* Given problem 1
Print the heat network regulation passage from "Q1. Do you agree" up to and including "where you can.".
* Given problem 2
Do these statements agree with the heat network regulation passage? (a) Citizens Advice will take on a role for consumers in England and Wales. (b) Consumer Scotland responded to every question in the consultation. (c) Consumer Scotland opposes the scope of regulation set out in the consultation. Answer each with yes or no and quote the deciding words.

* Source passage
>>>

The introduction of regulation will not only help to ensure that current heat network consumers have more protection, but also help to create the conditions for the market to safely and successfully grow to meet Scotland’s heat demand. The Scottish Government have committed to an ambitious rollout of heat networks in Scotland over the coming years.[1] Heat networks could play a significant role in Scotland’s journey to decarbonise home heating. Recent research by Consumer Scotland shows that consumers want to play their part to support Scotland achieving net zero but that they also need additional support and guidance to do this.[2] The introduction of consumer protection; coupled with the introduction of the Scottish licensing regime will help to ensure a safe and consistent rollout of heat networks and safeguard both current and future heat networks consumers by implementing consistent standards and levels of service. Regulation should serve to ensure that consumers have similar levels of protection to the gas and electricity market, but also provide the opportunity to innovate to protect consumers.

The introduction of the regulatory regime will create a new role for Consumer Scotland, as statutory advocate for heat networks consumers in Scotland. As we shape and develop this function, we will continue to work closely with the Scottish Government, Ofgem and DESNZ to understand how Consumer Scotland can effectively contribute to the new regulatory regime and support better outcomes for consumers.

We will take on a coordinating role across the Scottish consumer landscape to enable us to effectively deliver this multifaceted new role. We will also work in partnership with Citizens Advice who will take on a similar role for consumers in England and Wales with the aim of ensuring that consumers receive parity of service across Great Britain. Achieving the best outcomes for heat network consumers will be dependent on both Consumer Scotland and Citizens Advice being properly resourced and funded to deliver our respective roles.

Consumer Scotland is supportive of the introduction of the consumer protection measures outlined in the consultation and recognise the important role these measures will play to shape the market and ensure that consumers benefit from heat networks. We have not responded to every question outlined in the consultation but have responded where we can add value through our expertise.

Scope of Regulation

Q1. Do you agree with the scope outlined in this section and which networks the regulatory requirements should apply to? Please provide views and evidence to support your position where you can.

Consumer Scotland is broadly supportive of the scope of regulation as set out in the consultation. In reviewing the proposals, we are content that consumer protection measures will be extended to all domestic consumers and microbusinesses through the regulatory regime.

Q2. Do you agree with our proposed activity definitions for heat supplier and heat network operator and our assumptions around the organisation of district and communal networks?

<<<

* Dataset excerpts
>>>

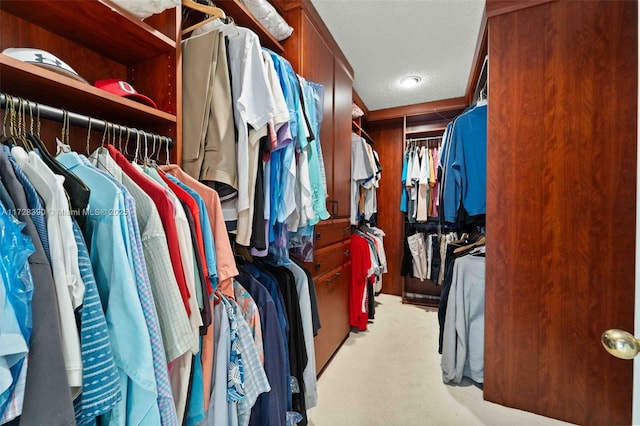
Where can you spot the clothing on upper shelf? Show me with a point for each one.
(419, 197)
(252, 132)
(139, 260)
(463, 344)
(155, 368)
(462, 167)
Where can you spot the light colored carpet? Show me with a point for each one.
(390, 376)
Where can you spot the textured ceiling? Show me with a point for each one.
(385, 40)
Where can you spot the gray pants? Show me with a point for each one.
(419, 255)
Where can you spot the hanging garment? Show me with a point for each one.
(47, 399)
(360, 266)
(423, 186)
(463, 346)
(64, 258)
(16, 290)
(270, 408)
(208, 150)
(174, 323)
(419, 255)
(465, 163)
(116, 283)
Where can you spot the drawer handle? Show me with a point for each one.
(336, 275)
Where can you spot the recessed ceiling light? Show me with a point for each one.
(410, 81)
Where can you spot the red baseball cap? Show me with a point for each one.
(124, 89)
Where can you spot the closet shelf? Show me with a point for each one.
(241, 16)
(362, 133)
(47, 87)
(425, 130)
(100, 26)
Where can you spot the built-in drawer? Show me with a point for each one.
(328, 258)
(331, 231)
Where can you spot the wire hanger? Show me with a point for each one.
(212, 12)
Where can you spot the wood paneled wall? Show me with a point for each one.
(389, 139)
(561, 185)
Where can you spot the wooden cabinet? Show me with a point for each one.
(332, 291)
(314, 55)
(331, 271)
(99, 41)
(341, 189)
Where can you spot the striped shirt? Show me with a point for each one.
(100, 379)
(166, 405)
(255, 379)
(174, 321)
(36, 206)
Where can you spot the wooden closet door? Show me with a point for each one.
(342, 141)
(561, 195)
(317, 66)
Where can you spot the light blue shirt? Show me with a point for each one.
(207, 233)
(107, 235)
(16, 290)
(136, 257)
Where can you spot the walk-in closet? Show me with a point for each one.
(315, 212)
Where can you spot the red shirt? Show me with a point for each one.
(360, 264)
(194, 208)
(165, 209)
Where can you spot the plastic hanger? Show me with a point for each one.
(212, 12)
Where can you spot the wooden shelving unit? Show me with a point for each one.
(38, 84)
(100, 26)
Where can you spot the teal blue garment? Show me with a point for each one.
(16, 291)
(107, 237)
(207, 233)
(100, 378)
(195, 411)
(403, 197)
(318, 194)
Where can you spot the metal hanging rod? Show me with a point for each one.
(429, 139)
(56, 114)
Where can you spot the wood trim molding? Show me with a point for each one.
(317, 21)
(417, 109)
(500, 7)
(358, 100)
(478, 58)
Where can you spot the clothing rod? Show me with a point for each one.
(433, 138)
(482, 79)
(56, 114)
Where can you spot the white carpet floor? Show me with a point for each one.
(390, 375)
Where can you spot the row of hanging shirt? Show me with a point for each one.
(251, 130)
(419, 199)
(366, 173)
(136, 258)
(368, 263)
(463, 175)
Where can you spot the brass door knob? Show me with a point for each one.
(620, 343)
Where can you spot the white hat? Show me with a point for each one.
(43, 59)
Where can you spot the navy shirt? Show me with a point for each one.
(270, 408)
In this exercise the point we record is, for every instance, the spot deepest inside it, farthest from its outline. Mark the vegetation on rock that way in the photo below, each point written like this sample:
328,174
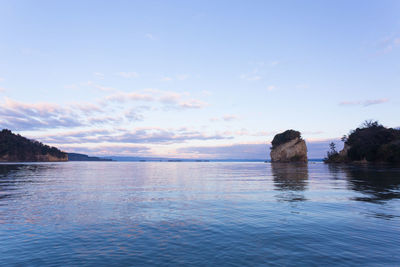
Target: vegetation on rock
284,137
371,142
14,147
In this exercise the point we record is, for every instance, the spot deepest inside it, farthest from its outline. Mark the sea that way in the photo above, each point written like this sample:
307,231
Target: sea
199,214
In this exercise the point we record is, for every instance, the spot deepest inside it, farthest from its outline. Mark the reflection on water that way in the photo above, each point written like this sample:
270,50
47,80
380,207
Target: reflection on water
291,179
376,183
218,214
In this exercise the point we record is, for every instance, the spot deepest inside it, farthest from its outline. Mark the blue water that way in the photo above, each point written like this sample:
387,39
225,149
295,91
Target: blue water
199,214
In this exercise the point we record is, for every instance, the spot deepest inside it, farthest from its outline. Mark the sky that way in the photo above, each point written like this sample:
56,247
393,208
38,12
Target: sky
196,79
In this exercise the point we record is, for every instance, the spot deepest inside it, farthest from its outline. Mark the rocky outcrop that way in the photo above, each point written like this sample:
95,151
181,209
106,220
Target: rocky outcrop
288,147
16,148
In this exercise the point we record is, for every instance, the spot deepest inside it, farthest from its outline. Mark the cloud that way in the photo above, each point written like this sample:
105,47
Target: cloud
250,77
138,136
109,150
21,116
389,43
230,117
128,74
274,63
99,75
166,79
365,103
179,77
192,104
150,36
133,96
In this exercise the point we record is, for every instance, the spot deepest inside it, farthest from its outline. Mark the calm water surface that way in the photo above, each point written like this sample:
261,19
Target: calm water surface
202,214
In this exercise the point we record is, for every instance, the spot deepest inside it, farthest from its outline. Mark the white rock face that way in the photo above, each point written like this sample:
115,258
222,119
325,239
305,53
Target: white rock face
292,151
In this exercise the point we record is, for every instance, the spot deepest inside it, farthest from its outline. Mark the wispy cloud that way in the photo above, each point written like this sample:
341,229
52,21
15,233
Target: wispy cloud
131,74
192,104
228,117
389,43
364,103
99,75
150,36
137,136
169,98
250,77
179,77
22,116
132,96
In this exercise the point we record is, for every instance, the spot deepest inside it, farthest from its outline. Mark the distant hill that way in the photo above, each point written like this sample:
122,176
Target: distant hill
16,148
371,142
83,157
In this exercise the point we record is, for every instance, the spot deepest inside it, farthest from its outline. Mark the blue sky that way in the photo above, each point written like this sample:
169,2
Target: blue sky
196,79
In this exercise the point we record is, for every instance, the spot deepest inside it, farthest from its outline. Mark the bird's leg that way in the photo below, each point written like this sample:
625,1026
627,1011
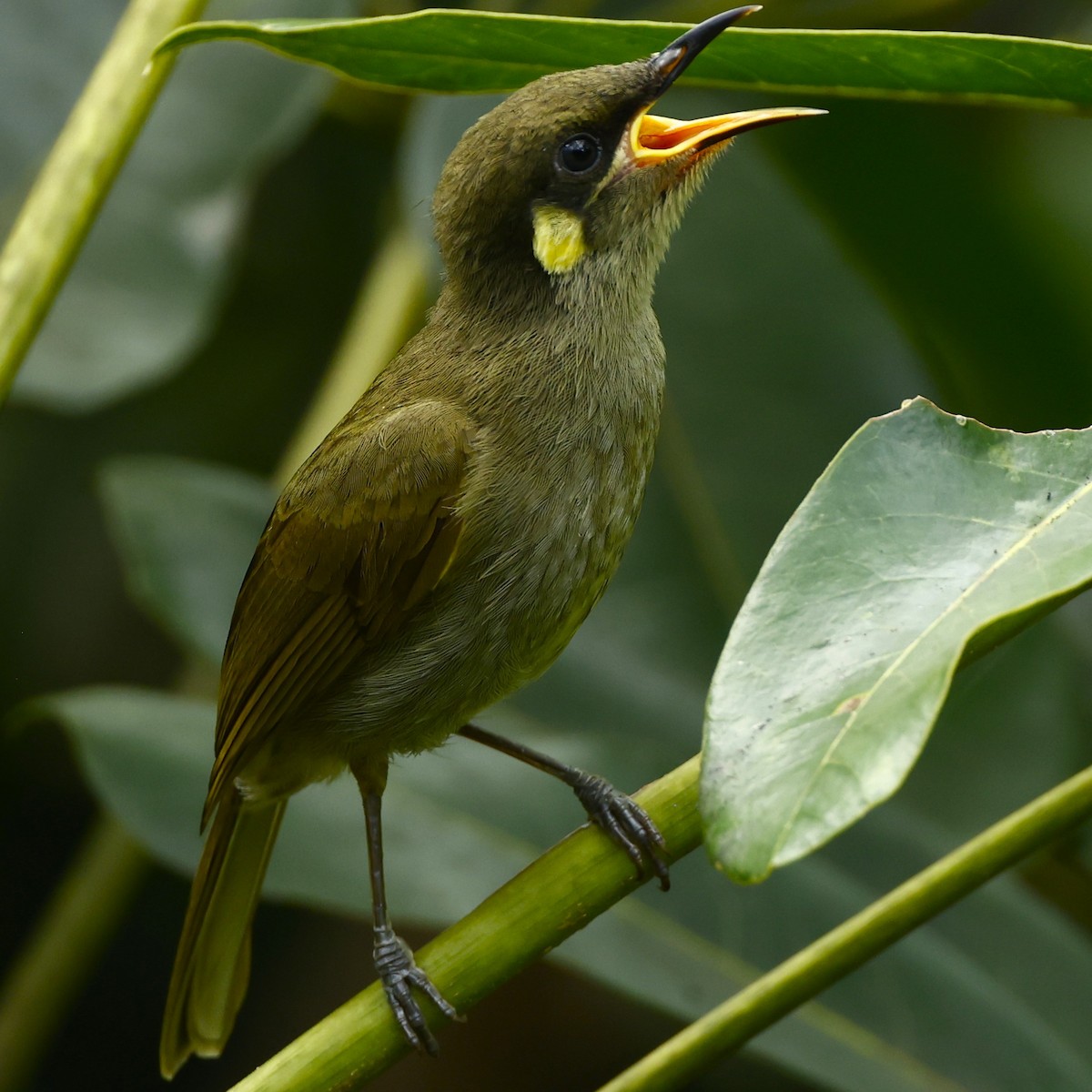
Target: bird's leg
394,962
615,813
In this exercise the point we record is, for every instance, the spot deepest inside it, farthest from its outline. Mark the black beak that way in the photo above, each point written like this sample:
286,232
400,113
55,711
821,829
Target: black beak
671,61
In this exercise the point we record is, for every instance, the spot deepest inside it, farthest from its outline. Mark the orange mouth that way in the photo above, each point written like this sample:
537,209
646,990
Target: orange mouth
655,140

<<<
>>>

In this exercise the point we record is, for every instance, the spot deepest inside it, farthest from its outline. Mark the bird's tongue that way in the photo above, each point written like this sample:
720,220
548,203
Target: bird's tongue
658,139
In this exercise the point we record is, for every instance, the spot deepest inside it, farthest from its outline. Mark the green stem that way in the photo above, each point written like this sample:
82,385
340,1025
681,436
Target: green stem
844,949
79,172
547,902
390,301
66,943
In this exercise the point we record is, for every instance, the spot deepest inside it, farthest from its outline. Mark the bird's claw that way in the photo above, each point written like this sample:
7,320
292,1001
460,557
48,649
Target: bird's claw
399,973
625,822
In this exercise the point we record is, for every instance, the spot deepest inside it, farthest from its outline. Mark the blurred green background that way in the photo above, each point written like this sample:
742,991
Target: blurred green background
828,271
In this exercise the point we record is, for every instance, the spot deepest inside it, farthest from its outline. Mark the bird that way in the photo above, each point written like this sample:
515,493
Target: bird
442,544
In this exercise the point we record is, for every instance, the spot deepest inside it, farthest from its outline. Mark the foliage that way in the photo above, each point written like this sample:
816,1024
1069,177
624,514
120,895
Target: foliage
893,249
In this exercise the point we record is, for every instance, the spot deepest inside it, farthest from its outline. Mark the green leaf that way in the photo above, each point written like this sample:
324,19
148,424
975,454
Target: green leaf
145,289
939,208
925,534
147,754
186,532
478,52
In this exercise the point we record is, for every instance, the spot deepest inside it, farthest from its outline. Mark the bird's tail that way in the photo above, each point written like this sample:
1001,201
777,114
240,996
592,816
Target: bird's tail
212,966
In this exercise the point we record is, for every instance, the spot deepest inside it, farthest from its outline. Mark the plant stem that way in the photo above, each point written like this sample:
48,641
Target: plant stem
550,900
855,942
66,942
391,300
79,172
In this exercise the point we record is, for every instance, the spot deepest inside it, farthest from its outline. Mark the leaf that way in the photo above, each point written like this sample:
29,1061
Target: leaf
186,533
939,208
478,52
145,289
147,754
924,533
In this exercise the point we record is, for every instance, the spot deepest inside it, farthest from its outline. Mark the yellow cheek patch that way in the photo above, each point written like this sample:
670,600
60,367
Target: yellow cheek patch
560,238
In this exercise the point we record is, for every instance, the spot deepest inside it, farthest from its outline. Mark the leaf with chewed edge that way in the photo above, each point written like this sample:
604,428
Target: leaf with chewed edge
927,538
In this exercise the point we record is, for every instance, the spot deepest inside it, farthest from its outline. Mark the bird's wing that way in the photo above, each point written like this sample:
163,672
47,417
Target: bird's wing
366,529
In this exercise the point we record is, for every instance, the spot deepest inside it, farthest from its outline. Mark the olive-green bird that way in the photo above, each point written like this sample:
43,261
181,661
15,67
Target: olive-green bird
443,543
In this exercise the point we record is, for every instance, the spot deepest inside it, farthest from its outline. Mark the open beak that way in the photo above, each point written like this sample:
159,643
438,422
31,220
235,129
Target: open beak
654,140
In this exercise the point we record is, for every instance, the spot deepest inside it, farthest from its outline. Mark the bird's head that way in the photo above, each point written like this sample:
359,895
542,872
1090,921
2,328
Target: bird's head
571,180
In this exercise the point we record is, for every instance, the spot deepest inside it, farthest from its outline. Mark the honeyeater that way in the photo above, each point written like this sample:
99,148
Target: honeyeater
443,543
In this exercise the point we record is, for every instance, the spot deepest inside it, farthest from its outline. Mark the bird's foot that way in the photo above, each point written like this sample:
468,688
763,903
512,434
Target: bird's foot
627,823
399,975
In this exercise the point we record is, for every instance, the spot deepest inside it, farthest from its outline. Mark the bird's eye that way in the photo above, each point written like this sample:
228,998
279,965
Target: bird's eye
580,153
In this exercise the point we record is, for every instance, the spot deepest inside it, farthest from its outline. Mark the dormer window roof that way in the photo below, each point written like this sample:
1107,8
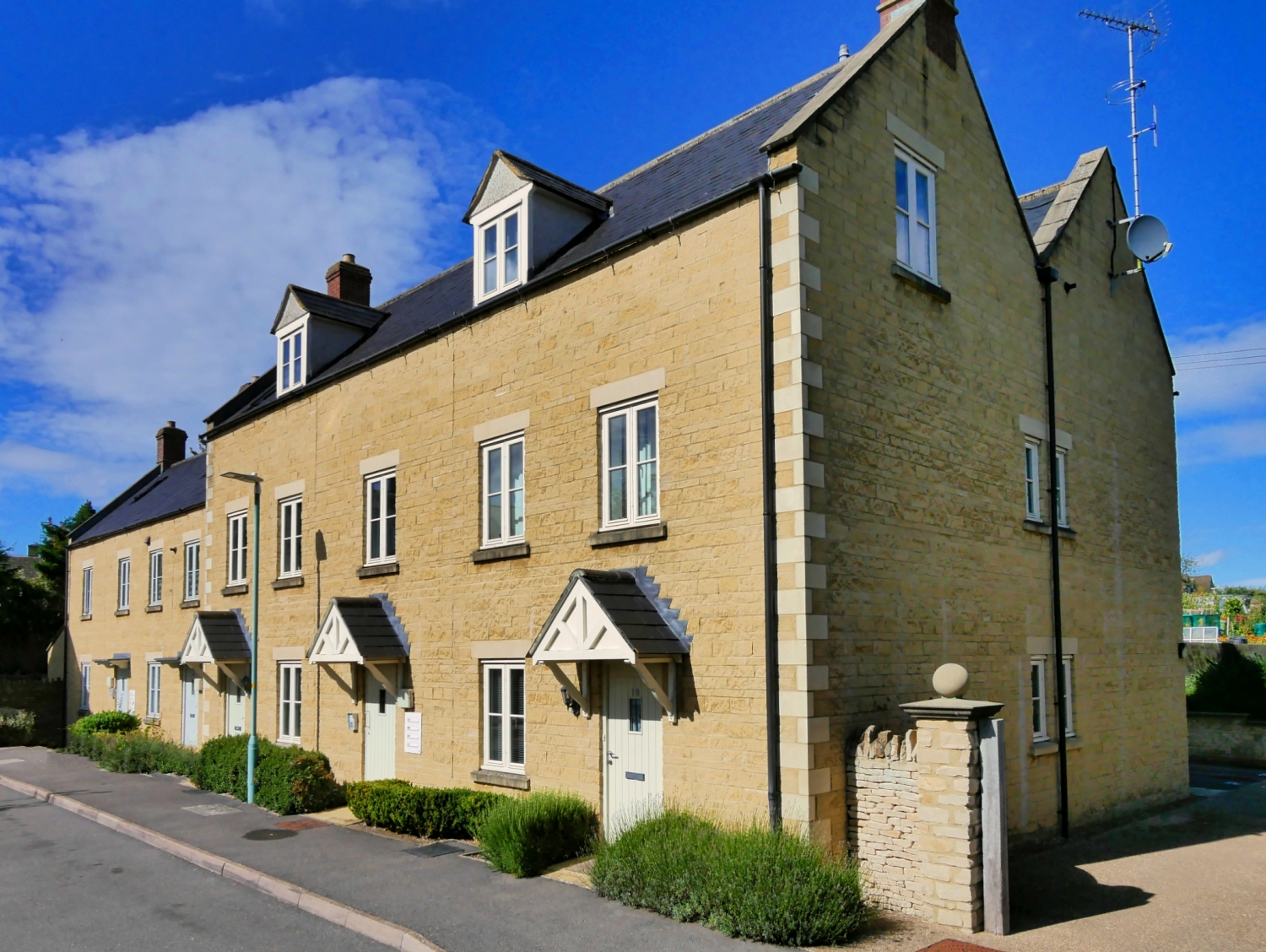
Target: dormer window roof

<<<
>>>

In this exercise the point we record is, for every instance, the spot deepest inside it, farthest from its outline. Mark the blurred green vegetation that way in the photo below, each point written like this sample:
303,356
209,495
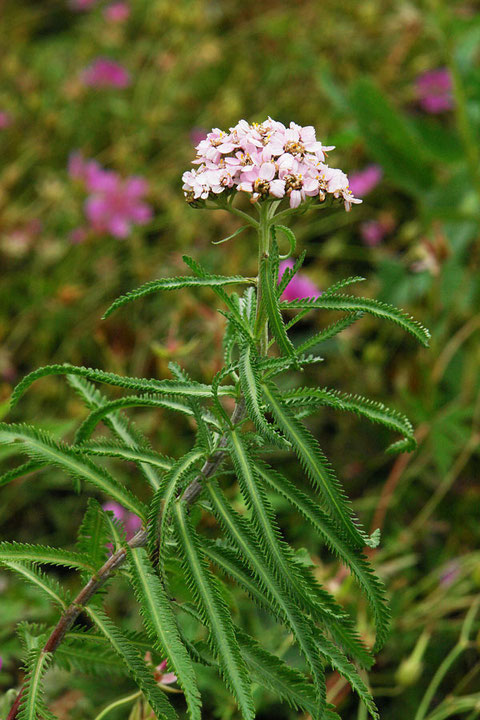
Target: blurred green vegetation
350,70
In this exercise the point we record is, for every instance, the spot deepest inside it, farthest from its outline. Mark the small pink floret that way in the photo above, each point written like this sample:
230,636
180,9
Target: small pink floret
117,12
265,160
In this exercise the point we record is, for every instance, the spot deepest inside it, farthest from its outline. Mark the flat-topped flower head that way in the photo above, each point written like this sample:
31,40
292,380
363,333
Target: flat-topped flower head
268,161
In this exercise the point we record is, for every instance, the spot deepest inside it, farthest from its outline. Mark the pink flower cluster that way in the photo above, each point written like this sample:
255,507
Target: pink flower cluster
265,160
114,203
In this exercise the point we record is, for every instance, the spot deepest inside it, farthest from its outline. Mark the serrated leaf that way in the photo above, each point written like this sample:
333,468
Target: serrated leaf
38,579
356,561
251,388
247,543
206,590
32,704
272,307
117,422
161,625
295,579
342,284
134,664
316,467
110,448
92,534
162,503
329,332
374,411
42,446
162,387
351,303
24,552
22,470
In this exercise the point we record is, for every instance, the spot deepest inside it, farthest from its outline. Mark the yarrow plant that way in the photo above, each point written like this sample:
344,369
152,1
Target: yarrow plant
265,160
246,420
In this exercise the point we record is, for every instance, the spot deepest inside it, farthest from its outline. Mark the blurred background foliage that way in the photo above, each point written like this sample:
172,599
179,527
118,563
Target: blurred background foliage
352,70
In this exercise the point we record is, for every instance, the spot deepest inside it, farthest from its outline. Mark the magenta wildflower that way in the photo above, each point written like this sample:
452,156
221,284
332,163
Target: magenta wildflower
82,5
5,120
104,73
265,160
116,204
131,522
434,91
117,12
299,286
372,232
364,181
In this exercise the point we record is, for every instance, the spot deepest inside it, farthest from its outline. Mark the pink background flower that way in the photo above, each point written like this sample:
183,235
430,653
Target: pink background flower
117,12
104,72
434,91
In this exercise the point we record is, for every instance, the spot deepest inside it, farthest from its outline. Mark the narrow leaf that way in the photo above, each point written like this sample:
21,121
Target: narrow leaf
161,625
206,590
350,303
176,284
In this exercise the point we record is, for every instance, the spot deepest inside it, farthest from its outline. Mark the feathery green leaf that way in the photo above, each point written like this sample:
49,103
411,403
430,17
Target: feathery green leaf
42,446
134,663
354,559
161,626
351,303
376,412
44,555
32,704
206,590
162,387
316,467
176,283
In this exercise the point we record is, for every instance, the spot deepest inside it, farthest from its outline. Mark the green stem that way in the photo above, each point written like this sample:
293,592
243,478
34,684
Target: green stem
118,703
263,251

<<<

* Written reply 1
Q1. Do you agree with the scope outlined in this section and which networks the regulatory requirements should apply to? Please provide views and evidence to support your position where you can.

* Written reply 2
(a) Yes: "We will also work in partnership with Citizens Advice who will take on a similar role for consumers in England and Wales"
(b) No: "We have not responded to every question outlined in the consultation"
(c) No: "Consumer Scotland is broadly supportive of the scope of regulation as set out in the consultation."